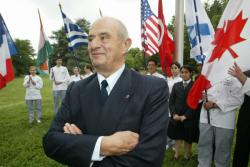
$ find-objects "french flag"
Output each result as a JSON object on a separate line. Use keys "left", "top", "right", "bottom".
{"left": 0, "top": 14, "right": 17, "bottom": 89}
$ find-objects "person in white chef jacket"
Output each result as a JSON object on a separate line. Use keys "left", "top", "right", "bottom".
{"left": 23, "top": 66, "right": 43, "bottom": 124}
{"left": 198, "top": 64, "right": 250, "bottom": 167}
{"left": 50, "top": 57, "right": 70, "bottom": 114}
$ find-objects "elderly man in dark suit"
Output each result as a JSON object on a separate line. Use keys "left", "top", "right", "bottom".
{"left": 43, "top": 17, "right": 169, "bottom": 167}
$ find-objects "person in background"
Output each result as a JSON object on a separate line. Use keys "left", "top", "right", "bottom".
{"left": 49, "top": 57, "right": 70, "bottom": 114}
{"left": 167, "top": 62, "right": 182, "bottom": 93}
{"left": 82, "top": 65, "right": 94, "bottom": 79}
{"left": 166, "top": 62, "right": 182, "bottom": 150}
{"left": 228, "top": 62, "right": 250, "bottom": 167}
{"left": 23, "top": 66, "right": 43, "bottom": 124}
{"left": 43, "top": 16, "right": 169, "bottom": 167}
{"left": 167, "top": 65, "right": 195, "bottom": 160}
{"left": 146, "top": 59, "right": 166, "bottom": 80}
{"left": 197, "top": 62, "right": 250, "bottom": 167}
{"left": 69, "top": 67, "right": 82, "bottom": 83}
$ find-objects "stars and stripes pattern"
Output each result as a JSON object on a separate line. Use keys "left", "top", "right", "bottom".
{"left": 141, "top": 0, "right": 159, "bottom": 56}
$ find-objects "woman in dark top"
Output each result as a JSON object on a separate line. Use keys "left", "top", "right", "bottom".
{"left": 167, "top": 65, "right": 195, "bottom": 160}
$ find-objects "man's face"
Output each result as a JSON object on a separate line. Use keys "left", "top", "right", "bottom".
{"left": 180, "top": 68, "right": 191, "bottom": 81}
{"left": 29, "top": 67, "right": 36, "bottom": 75}
{"left": 73, "top": 68, "right": 79, "bottom": 75}
{"left": 87, "top": 19, "right": 130, "bottom": 73}
{"left": 56, "top": 59, "right": 62, "bottom": 66}
{"left": 147, "top": 61, "right": 157, "bottom": 74}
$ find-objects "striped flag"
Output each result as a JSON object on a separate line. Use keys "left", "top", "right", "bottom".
{"left": 141, "top": 0, "right": 159, "bottom": 56}
{"left": 185, "top": 0, "right": 214, "bottom": 64}
{"left": 0, "top": 14, "right": 17, "bottom": 89}
{"left": 36, "top": 9, "right": 53, "bottom": 75}
{"left": 59, "top": 4, "right": 88, "bottom": 50}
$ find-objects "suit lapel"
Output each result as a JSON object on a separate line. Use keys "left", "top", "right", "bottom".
{"left": 96, "top": 68, "right": 135, "bottom": 135}
{"left": 79, "top": 74, "right": 103, "bottom": 133}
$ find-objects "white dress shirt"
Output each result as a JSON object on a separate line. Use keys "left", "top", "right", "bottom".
{"left": 91, "top": 64, "right": 125, "bottom": 163}
{"left": 200, "top": 76, "right": 248, "bottom": 129}
{"left": 167, "top": 76, "right": 182, "bottom": 93}
{"left": 69, "top": 74, "right": 81, "bottom": 83}
{"left": 23, "top": 75, "right": 43, "bottom": 100}
{"left": 242, "top": 77, "right": 250, "bottom": 96}
{"left": 49, "top": 66, "right": 70, "bottom": 91}
{"left": 82, "top": 72, "right": 94, "bottom": 79}
{"left": 147, "top": 72, "right": 166, "bottom": 80}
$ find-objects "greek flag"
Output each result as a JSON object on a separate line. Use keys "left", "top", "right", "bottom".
{"left": 60, "top": 6, "right": 88, "bottom": 50}
{"left": 185, "top": 0, "right": 214, "bottom": 64}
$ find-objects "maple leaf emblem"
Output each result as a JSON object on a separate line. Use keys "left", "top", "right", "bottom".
{"left": 208, "top": 11, "right": 248, "bottom": 63}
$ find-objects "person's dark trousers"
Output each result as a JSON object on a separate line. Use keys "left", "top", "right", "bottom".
{"left": 233, "top": 95, "right": 250, "bottom": 167}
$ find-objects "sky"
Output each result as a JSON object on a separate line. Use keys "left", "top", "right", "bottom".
{"left": 0, "top": 0, "right": 209, "bottom": 53}
{"left": 0, "top": 0, "right": 178, "bottom": 53}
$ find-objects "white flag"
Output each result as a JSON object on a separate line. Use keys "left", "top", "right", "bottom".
{"left": 187, "top": 0, "right": 250, "bottom": 109}
{"left": 185, "top": 0, "right": 214, "bottom": 64}
{"left": 202, "top": 0, "right": 250, "bottom": 85}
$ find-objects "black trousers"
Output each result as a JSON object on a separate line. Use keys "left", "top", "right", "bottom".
{"left": 232, "top": 96, "right": 250, "bottom": 167}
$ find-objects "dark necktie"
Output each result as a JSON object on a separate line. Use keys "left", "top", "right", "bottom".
{"left": 100, "top": 80, "right": 108, "bottom": 105}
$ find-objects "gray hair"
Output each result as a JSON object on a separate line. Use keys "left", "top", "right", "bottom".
{"left": 92, "top": 17, "right": 129, "bottom": 40}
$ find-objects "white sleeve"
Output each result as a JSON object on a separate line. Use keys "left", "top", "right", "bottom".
{"left": 49, "top": 68, "right": 54, "bottom": 80}
{"left": 216, "top": 78, "right": 244, "bottom": 112}
{"left": 242, "top": 77, "right": 250, "bottom": 96}
{"left": 23, "top": 76, "right": 30, "bottom": 87}
{"left": 91, "top": 137, "right": 105, "bottom": 161}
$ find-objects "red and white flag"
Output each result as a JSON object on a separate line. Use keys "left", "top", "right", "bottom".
{"left": 187, "top": 0, "right": 250, "bottom": 109}
{"left": 158, "top": 0, "right": 175, "bottom": 76}
{"left": 0, "top": 14, "right": 17, "bottom": 89}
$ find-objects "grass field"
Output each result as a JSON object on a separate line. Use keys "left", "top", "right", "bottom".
{"left": 0, "top": 77, "right": 248, "bottom": 167}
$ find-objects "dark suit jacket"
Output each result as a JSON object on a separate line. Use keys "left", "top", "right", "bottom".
{"left": 43, "top": 68, "right": 169, "bottom": 167}
{"left": 169, "top": 81, "right": 194, "bottom": 119}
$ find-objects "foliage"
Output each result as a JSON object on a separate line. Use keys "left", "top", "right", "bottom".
{"left": 49, "top": 18, "right": 91, "bottom": 74}
{"left": 125, "top": 48, "right": 144, "bottom": 71}
{"left": 11, "top": 39, "right": 35, "bottom": 76}
{"left": 204, "top": 0, "right": 229, "bottom": 29}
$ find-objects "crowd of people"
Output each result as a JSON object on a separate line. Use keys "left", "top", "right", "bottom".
{"left": 23, "top": 60, "right": 94, "bottom": 122}
{"left": 21, "top": 17, "right": 249, "bottom": 167}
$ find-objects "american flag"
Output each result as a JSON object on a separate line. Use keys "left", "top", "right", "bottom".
{"left": 141, "top": 0, "right": 159, "bottom": 56}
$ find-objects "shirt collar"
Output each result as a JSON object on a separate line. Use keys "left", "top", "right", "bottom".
{"left": 97, "top": 64, "right": 125, "bottom": 92}
{"left": 183, "top": 79, "right": 191, "bottom": 84}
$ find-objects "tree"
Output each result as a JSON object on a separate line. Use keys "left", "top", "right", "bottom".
{"left": 204, "top": 0, "right": 229, "bottom": 28}
{"left": 12, "top": 39, "right": 35, "bottom": 76}
{"left": 49, "top": 18, "right": 91, "bottom": 74}
{"left": 125, "top": 48, "right": 144, "bottom": 70}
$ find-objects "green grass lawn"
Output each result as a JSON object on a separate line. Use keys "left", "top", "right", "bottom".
{"left": 0, "top": 77, "right": 248, "bottom": 167}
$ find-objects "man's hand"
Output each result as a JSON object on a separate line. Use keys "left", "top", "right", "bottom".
{"left": 100, "top": 131, "right": 139, "bottom": 156}
{"left": 63, "top": 123, "right": 82, "bottom": 135}
{"left": 204, "top": 101, "right": 217, "bottom": 110}
{"left": 228, "top": 62, "right": 247, "bottom": 85}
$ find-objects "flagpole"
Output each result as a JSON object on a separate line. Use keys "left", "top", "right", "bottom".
{"left": 99, "top": 8, "right": 103, "bottom": 17}
{"left": 174, "top": 0, "right": 184, "bottom": 65}
{"left": 192, "top": 0, "right": 210, "bottom": 124}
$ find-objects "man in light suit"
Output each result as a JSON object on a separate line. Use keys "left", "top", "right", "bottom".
{"left": 43, "top": 17, "right": 169, "bottom": 167}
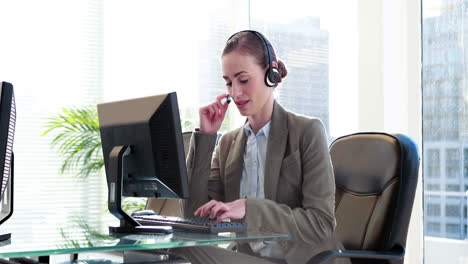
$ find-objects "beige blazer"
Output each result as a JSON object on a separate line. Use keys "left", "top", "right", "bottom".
{"left": 185, "top": 101, "right": 347, "bottom": 264}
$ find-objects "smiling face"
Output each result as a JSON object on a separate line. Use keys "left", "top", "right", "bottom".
{"left": 221, "top": 50, "right": 274, "bottom": 118}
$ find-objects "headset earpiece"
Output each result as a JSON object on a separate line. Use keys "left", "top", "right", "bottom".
{"left": 266, "top": 67, "right": 280, "bottom": 87}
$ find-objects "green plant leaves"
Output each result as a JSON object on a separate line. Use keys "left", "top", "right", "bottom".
{"left": 42, "top": 106, "right": 103, "bottom": 180}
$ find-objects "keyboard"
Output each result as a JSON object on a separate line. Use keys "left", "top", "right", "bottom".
{"left": 133, "top": 215, "right": 246, "bottom": 234}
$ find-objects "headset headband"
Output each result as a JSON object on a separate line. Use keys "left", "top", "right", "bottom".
{"left": 226, "top": 30, "right": 280, "bottom": 87}
{"left": 227, "top": 30, "right": 275, "bottom": 69}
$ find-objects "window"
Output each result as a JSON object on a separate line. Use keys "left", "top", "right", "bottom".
{"left": 446, "top": 224, "right": 461, "bottom": 237}
{"left": 423, "top": 0, "right": 468, "bottom": 261}
{"left": 446, "top": 184, "right": 460, "bottom": 192}
{"left": 250, "top": 0, "right": 358, "bottom": 138}
{"left": 426, "top": 149, "right": 440, "bottom": 178}
{"left": 464, "top": 148, "right": 468, "bottom": 178}
{"left": 427, "top": 222, "right": 441, "bottom": 234}
{"left": 446, "top": 205, "right": 461, "bottom": 217}
{"left": 0, "top": 0, "right": 106, "bottom": 241}
{"left": 446, "top": 149, "right": 460, "bottom": 179}
{"left": 427, "top": 203, "right": 441, "bottom": 216}
{"left": 102, "top": 1, "right": 236, "bottom": 132}
{"left": 0, "top": 0, "right": 236, "bottom": 240}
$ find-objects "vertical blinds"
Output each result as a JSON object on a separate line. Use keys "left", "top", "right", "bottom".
{"left": 0, "top": 0, "right": 106, "bottom": 242}
{"left": 0, "top": 0, "right": 236, "bottom": 242}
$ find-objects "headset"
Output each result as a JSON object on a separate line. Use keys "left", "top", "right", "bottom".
{"left": 227, "top": 30, "right": 281, "bottom": 87}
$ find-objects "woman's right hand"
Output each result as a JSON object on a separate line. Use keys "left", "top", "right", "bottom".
{"left": 199, "top": 94, "right": 230, "bottom": 134}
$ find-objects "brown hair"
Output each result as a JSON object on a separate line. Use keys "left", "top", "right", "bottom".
{"left": 222, "top": 31, "right": 288, "bottom": 83}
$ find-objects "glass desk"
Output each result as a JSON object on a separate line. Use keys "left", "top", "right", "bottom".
{"left": 0, "top": 223, "right": 290, "bottom": 259}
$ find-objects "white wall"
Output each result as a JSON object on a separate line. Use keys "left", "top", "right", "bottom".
{"left": 358, "top": 0, "right": 422, "bottom": 263}
{"left": 425, "top": 237, "right": 468, "bottom": 264}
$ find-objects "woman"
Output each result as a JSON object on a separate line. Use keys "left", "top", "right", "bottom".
{"left": 177, "top": 30, "right": 349, "bottom": 264}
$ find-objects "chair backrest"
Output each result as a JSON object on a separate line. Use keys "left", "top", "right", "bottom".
{"left": 182, "top": 131, "right": 192, "bottom": 157}
{"left": 331, "top": 133, "right": 419, "bottom": 259}
{"left": 146, "top": 131, "right": 193, "bottom": 216}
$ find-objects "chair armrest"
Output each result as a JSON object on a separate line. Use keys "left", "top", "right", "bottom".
{"left": 306, "top": 245, "right": 405, "bottom": 264}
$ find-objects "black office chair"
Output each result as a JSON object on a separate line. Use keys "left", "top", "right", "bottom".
{"left": 308, "top": 133, "right": 419, "bottom": 264}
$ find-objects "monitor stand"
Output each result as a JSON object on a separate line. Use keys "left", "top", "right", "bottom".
{"left": 0, "top": 153, "right": 13, "bottom": 242}
{"left": 107, "top": 146, "right": 172, "bottom": 234}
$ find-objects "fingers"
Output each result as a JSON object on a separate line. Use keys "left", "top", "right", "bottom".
{"left": 208, "top": 104, "right": 217, "bottom": 121}
{"left": 217, "top": 199, "right": 246, "bottom": 222}
{"left": 200, "top": 94, "right": 230, "bottom": 119}
{"left": 216, "top": 102, "right": 228, "bottom": 120}
{"left": 194, "top": 200, "right": 218, "bottom": 217}
{"left": 209, "top": 202, "right": 228, "bottom": 219}
{"left": 215, "top": 94, "right": 229, "bottom": 109}
{"left": 197, "top": 200, "right": 218, "bottom": 217}
{"left": 199, "top": 104, "right": 213, "bottom": 118}
{"left": 216, "top": 93, "right": 230, "bottom": 103}
{"left": 194, "top": 200, "right": 230, "bottom": 220}
{"left": 216, "top": 94, "right": 231, "bottom": 109}
{"left": 216, "top": 211, "right": 232, "bottom": 223}
{"left": 201, "top": 102, "right": 225, "bottom": 120}
{"left": 216, "top": 100, "right": 223, "bottom": 112}
{"left": 198, "top": 93, "right": 230, "bottom": 134}
{"left": 195, "top": 199, "right": 246, "bottom": 223}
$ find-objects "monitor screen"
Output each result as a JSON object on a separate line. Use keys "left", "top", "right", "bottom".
{"left": 0, "top": 81, "right": 15, "bottom": 236}
{"left": 98, "top": 92, "right": 189, "bottom": 200}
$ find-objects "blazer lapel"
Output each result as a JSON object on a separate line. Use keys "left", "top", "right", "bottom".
{"left": 224, "top": 128, "right": 246, "bottom": 202}
{"left": 264, "top": 101, "right": 288, "bottom": 201}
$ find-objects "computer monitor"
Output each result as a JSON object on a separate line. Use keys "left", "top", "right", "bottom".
{"left": 98, "top": 92, "right": 189, "bottom": 233}
{"left": 0, "top": 81, "right": 16, "bottom": 241}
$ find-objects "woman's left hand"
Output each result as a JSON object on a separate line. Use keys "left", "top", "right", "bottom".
{"left": 194, "top": 199, "right": 247, "bottom": 223}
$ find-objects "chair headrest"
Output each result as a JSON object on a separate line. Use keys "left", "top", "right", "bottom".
{"left": 330, "top": 133, "right": 400, "bottom": 194}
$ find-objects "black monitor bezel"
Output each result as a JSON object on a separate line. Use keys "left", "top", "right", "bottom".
{"left": 0, "top": 82, "right": 14, "bottom": 200}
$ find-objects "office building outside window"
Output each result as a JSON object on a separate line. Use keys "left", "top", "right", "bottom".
{"left": 445, "top": 149, "right": 460, "bottom": 179}
{"left": 427, "top": 149, "right": 440, "bottom": 178}
{"left": 251, "top": 17, "right": 330, "bottom": 132}
{"left": 427, "top": 203, "right": 441, "bottom": 217}
{"left": 428, "top": 222, "right": 441, "bottom": 234}
{"left": 423, "top": 0, "right": 468, "bottom": 261}
{"left": 250, "top": 0, "right": 358, "bottom": 140}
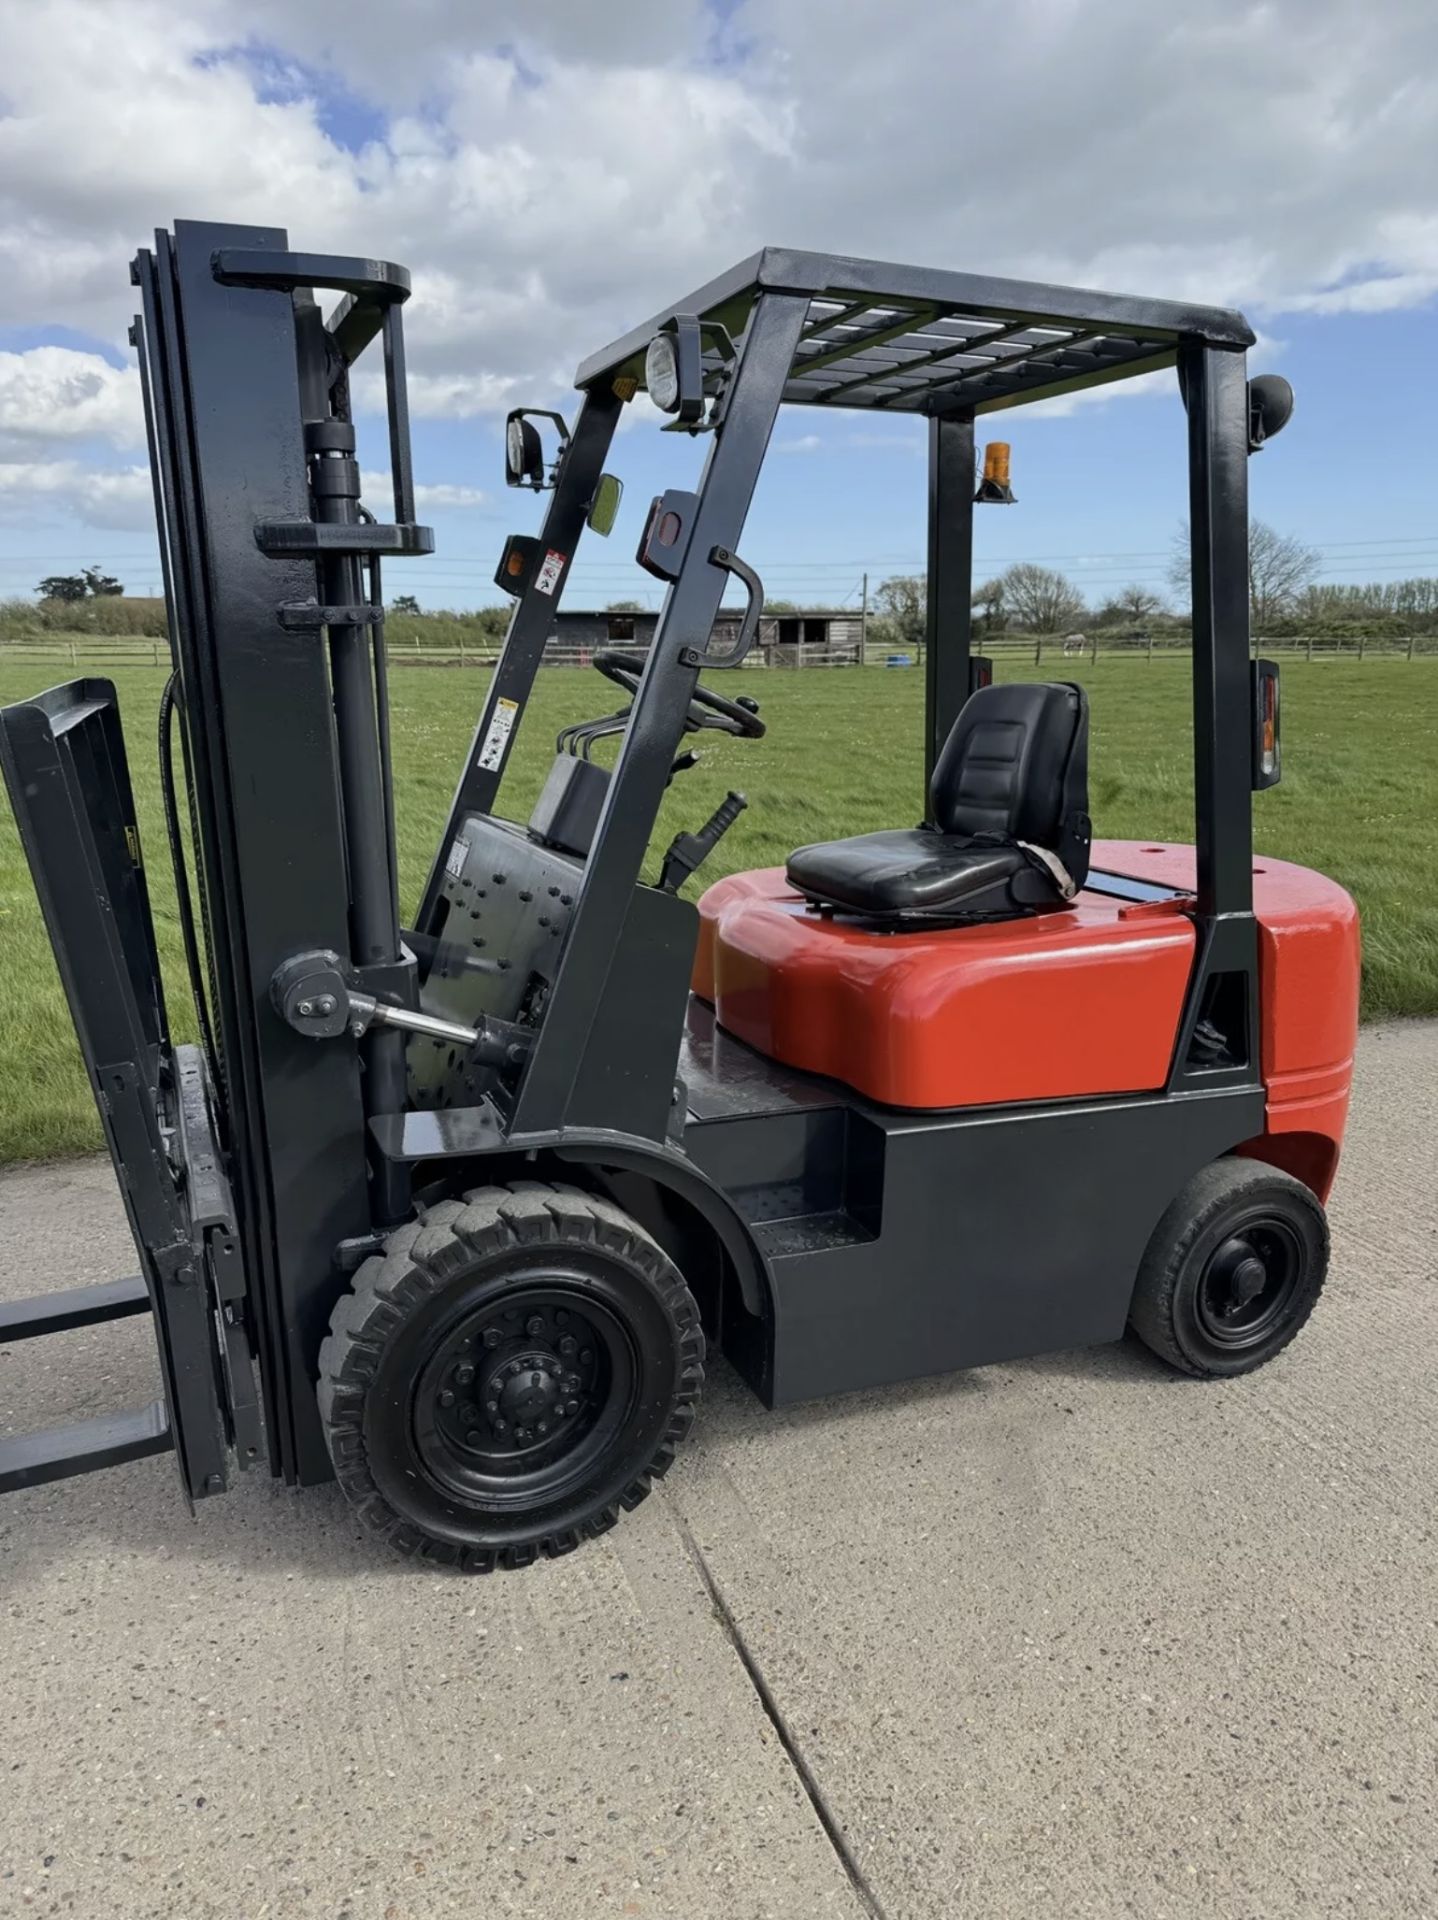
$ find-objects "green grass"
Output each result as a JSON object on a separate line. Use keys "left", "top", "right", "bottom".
{"left": 2, "top": 657, "right": 1436, "bottom": 1163}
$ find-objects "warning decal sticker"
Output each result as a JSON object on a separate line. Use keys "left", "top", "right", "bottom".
{"left": 476, "top": 696, "right": 519, "bottom": 773}
{"left": 534, "top": 548, "right": 566, "bottom": 595}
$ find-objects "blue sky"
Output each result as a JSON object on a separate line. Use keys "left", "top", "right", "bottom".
{"left": 0, "top": 1, "right": 1433, "bottom": 613}
{"left": 4, "top": 299, "right": 1431, "bottom": 614}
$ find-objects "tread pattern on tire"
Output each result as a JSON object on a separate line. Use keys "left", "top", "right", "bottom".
{"left": 1127, "top": 1157, "right": 1328, "bottom": 1378}
{"left": 316, "top": 1180, "right": 704, "bottom": 1572}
______
Could you find every line in the records above that contains the word "trousers" and copy it?

* [WRITTEN ANSWER]
$ find-objects "person's dark trousers"
$ find-objects "black trousers"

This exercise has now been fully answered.